[[ Data for this exercise open ]]

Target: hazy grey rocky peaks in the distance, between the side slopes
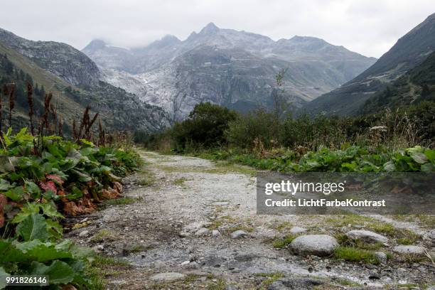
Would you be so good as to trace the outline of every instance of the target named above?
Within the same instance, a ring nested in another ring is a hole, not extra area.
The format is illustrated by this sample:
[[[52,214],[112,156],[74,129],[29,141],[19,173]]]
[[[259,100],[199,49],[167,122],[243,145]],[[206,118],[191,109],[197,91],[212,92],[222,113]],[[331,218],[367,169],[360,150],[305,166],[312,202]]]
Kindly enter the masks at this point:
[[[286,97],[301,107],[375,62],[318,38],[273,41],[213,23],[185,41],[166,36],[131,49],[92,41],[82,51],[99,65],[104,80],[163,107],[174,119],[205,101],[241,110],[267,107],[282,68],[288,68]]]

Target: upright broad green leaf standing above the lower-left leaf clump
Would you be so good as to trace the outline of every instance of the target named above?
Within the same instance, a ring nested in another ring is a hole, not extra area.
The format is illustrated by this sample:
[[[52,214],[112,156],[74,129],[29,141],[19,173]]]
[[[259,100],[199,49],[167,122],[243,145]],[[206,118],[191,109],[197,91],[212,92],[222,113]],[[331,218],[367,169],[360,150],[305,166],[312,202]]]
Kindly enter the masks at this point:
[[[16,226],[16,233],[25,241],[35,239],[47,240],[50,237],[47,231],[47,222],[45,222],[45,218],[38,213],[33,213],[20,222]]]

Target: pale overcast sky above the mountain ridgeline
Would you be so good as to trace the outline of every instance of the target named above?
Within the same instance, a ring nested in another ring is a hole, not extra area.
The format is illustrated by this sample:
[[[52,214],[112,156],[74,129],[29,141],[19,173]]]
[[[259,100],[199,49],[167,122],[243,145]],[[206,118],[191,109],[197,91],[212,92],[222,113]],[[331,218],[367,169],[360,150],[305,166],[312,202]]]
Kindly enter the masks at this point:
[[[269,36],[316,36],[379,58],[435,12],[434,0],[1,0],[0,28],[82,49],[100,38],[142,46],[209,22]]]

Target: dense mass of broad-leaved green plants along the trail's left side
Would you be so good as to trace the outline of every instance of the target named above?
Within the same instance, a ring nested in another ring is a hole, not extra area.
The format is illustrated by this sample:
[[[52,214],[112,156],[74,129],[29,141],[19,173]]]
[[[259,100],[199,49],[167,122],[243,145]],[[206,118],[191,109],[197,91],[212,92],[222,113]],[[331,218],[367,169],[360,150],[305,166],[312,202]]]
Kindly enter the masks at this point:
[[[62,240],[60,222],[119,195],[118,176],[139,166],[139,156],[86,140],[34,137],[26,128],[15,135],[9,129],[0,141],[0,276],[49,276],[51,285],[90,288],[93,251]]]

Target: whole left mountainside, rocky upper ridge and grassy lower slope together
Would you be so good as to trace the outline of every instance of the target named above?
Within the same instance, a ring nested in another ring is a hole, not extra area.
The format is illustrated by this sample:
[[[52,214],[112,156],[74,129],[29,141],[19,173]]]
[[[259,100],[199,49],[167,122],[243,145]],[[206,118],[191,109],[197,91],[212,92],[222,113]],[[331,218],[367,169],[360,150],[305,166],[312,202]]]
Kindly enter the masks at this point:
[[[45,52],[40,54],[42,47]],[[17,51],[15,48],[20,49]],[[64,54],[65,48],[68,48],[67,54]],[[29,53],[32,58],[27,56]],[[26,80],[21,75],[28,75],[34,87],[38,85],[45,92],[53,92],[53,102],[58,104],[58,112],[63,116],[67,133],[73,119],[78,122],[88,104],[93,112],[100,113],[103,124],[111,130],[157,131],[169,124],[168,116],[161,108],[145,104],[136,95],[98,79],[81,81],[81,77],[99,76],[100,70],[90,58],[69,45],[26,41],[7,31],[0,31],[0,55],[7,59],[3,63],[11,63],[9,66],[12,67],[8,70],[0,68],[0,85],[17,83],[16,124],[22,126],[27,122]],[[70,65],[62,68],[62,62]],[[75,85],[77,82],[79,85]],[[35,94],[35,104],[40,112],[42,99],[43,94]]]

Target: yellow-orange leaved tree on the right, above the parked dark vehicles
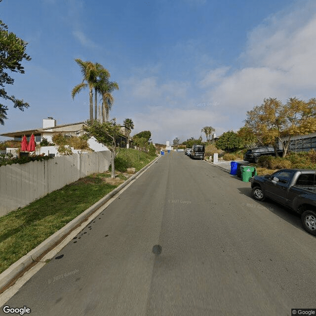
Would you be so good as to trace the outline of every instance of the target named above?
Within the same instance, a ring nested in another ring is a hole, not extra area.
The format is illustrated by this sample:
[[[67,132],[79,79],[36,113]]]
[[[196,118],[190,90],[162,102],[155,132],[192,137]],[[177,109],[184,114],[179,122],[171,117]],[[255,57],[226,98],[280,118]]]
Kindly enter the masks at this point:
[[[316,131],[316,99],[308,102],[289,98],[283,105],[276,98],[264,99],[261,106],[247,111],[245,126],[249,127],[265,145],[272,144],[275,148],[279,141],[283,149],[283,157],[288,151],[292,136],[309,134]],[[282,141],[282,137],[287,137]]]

[[ Data for this exercise closed ]]

:: What you need to do ::
Every line above goes into your copy exactly; no images go in.

:: Answer to the exercise ::
Target: hazy grey rocky peaks in the distance, between the side slopes
Would you be so good as to trace the outline of every instance of the target named above?
Within the same instance, a ring nested in another ring is a hole, not extra area.
The format is illustrated by this sample:
[[[52,214],[112,156],[74,129],[29,141],[19,173]]]
[[[259,100],[199,49],[167,122],[243,145]],[[206,118],[191,109],[197,91],[212,92],[222,113]],[[331,218],[367,169],[360,150],[305,166],[312,202]]]
Kindly enter the masks at this point:
[[[286,97],[301,107],[375,62],[318,38],[273,41],[213,23],[185,41],[166,36],[131,49],[92,41],[82,51],[99,65],[104,80],[163,107],[174,119],[205,101],[241,110],[267,107],[282,68],[288,68]]]

Target: upright broad green leaf standing above the lower-left leaf clump
Would you be so good as to trace the outline of every instance of the target named above?
Within the same instance, a ring nested in another ring is a hole, not extra area.
The format is illustrated by this sample:
[[[52,214],[112,156],[74,129],[29,141],[19,173]]]
[[[259,100],[199,49],[167,122],[243,145]],[[206,118],[191,109],[197,91],[212,92],[222,113]],[[331,218],[367,169],[360,150],[305,166],[312,202]]]
Kindly enter the masks at this point:
[[[16,226],[16,233],[25,241],[35,239],[47,240],[50,237],[47,231],[47,222],[45,222],[45,218],[38,213],[33,213],[20,222]]]

Target: pale overcast sky above the mountain ridgeline
Would you be so good as to trace the outline of every instance of the target named above?
Within the same instance, a ring nested in another ring is a hole, not extra area.
The format is illustrated by this sample:
[[[52,214],[112,156],[74,129],[29,141],[19,173]]]
[[[259,100],[199,49],[167,122],[243,145]],[[206,118],[191,109],[197,91],[212,92],[222,113]],[[331,218],[367,169],[360,150],[305,166],[312,202]]]
Kindly enter the masks at this point:
[[[269,36],[316,36],[379,58],[435,12],[434,0],[1,0],[0,28],[82,49],[100,38],[142,46],[209,22]]]

Target: dense mass of broad-leaved green plants along the trail's left side
Would you be so good as to trace the outline of every instance of the target named above?
Within the same instance, a ring nested in another ring is a hole, not extra area.
The format is illustrated by this sample:
[[[52,214],[112,156],[74,129],[29,141],[19,173]]]
[[[259,100],[199,49],[167,122],[243,145]],[[206,118],[191,109],[197,91],[212,92],[222,113]],[[331,218],[367,169],[360,150],[305,166],[312,202]]]
Kindly enter the masks at this point:
[[[62,240],[60,222],[119,195],[118,176],[139,166],[139,156],[86,140],[34,137],[26,128],[15,135],[9,129],[0,141],[0,276],[49,276],[51,285],[90,288],[93,251]]]

Target: whole left mountainside, rocky upper ridge and grassy lower slope together
Would you be so good as to trace the outline of every instance of the target named above?
Within the same instance, a ring nested in another ring is a hole, not extra area.
The format is illustrated by this sample:
[[[52,214],[112,156],[74,129],[29,141],[19,173]]]
[[[259,100],[199,49],[167,122],[243,145]],[[206,118],[191,109],[197,91],[212,92],[222,113]],[[331,218],[367,169],[360,150],[305,166],[312,202]]]
Kindly enter the masks at this point:
[[[45,52],[40,54],[42,47]],[[17,51],[15,48],[20,49]],[[64,54],[65,48],[68,48],[67,54]],[[29,53],[32,58],[27,56]],[[26,80],[21,75],[28,75],[34,87],[38,85],[45,92],[53,92],[53,102],[58,104],[58,112],[63,116],[67,133],[73,119],[78,122],[88,104],[93,112],[100,113],[103,124],[111,130],[157,131],[169,124],[168,116],[161,108],[145,104],[136,95],[98,79],[81,81],[81,77],[99,76],[100,70],[90,58],[69,45],[26,41],[7,31],[0,31],[0,55],[7,59],[3,63],[11,63],[9,66],[12,67],[8,70],[0,68],[0,85],[17,83],[16,124],[22,126],[27,122]],[[70,65],[62,68],[62,62]],[[75,85],[77,82],[79,85]],[[35,94],[35,104],[40,112],[42,99],[43,94]]]

Target: yellow-orange leaved tree on the right, above the parked dark vehicles
Would you be so good as to trace the outline of every instance of the target named above?
Within the same instance, a ring nested in another ring is a hole, not extra area.
The format is illustrated by this sample:
[[[67,132],[79,79],[36,113]]]
[[[196,118],[190,90],[162,102],[155,132],[192,137]],[[177,109],[184,114],[179,122],[171,117]],[[255,57],[226,98],[280,118]]]
Kindly enter the masks at this point:
[[[316,131],[316,99],[308,102],[289,98],[283,105],[276,98],[264,99],[261,106],[247,111],[245,126],[249,127],[265,145],[272,144],[275,148],[279,141],[283,149],[283,157],[288,151],[292,136],[309,134]],[[282,141],[282,137],[287,137]]]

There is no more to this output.